■ **Extracted entries**
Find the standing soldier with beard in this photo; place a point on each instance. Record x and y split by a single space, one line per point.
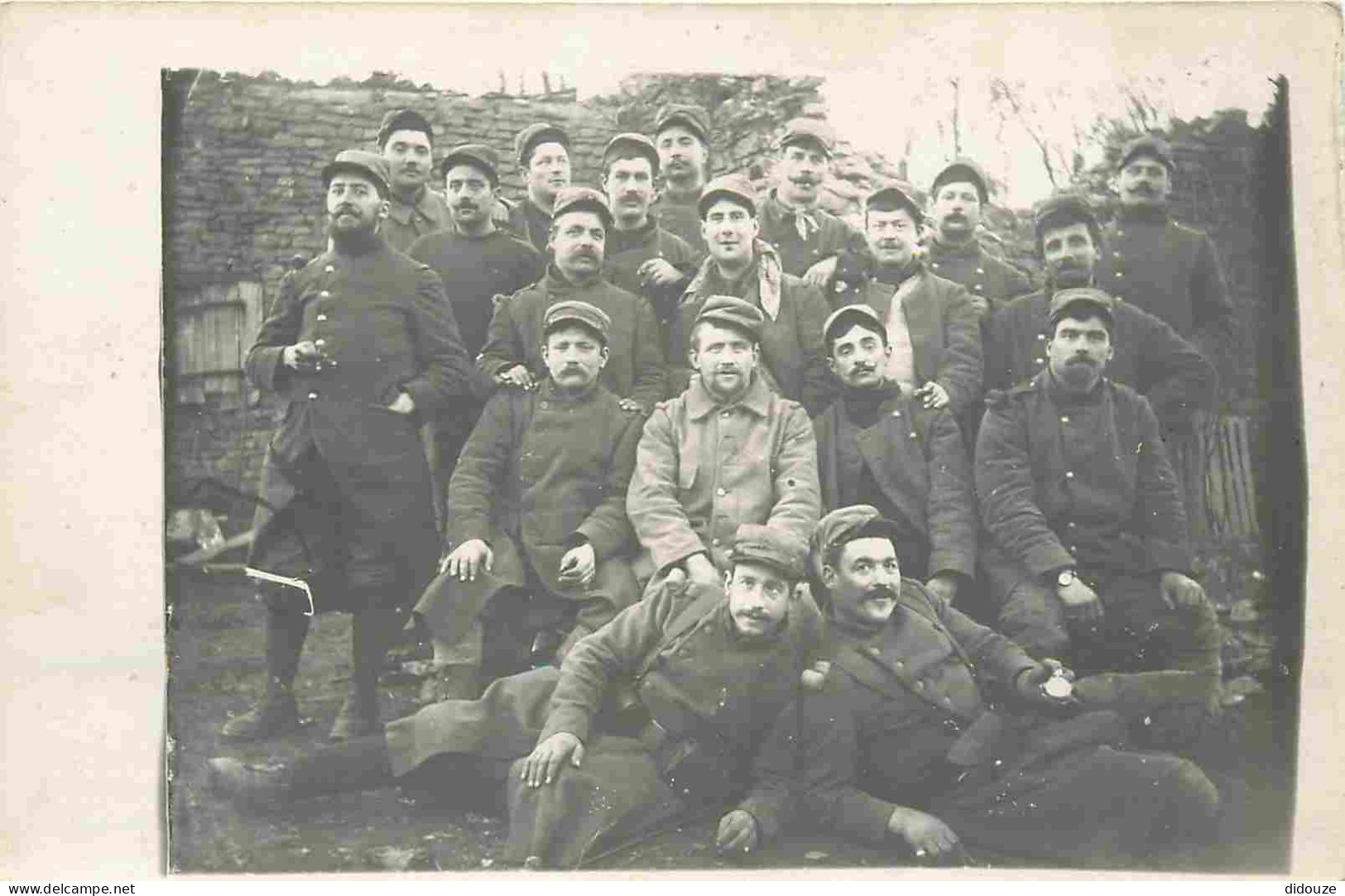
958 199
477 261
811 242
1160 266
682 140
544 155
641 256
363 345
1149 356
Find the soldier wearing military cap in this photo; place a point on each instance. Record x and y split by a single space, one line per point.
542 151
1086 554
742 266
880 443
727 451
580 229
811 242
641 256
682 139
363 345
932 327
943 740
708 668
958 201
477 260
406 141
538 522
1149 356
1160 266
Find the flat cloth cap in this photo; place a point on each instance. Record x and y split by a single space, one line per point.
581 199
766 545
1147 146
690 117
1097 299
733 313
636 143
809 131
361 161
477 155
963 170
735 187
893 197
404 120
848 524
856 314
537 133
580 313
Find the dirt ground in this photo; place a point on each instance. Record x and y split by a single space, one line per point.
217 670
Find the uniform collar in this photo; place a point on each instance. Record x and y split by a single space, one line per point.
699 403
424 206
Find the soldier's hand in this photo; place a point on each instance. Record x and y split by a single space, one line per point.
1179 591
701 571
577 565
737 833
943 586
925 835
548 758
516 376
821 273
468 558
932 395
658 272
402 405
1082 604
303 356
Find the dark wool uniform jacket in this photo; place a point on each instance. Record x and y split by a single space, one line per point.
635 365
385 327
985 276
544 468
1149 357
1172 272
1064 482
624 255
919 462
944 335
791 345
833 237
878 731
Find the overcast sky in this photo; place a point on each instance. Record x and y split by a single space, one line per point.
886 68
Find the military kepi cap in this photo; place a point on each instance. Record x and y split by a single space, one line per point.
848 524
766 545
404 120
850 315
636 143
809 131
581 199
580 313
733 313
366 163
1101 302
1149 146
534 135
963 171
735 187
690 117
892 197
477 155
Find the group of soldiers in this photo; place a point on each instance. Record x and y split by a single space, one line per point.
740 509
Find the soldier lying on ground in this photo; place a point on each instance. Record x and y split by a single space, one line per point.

■ **Problem to work on**
Every line from the one containing "Find the dark" through the end of the entries above must be echoed exactly, with both ends kept.

■ **Answer for the task**
Find the dark wool uniform jacket in this photo; place a point on each instance. Record x and y split by a single space, one line per point.
635 365
385 327
985 276
544 468
1149 357
1172 272
1064 482
624 255
919 462
944 335
791 345
833 237
878 731
Find the overcast sky in this photo; place a point on each instance. Record x and y split by a single space, one line per point.
886 68
Find the military kepi cap in this photo; place a point on each instance. Record x and y split by a single space, one line per point.
848 524
766 545
404 120
850 315
636 143
809 131
581 199
580 313
733 313
366 163
1101 302
1149 146
534 135
963 171
735 187
690 117
892 197
477 155
Find the group of soldiers in this photo; place a point on each instance. Record x and y split by a single space, one line per point.
740 509
Find the soldier lying on ground in this photo; place a point on each instance. Record x and y split by a single space, one line per point.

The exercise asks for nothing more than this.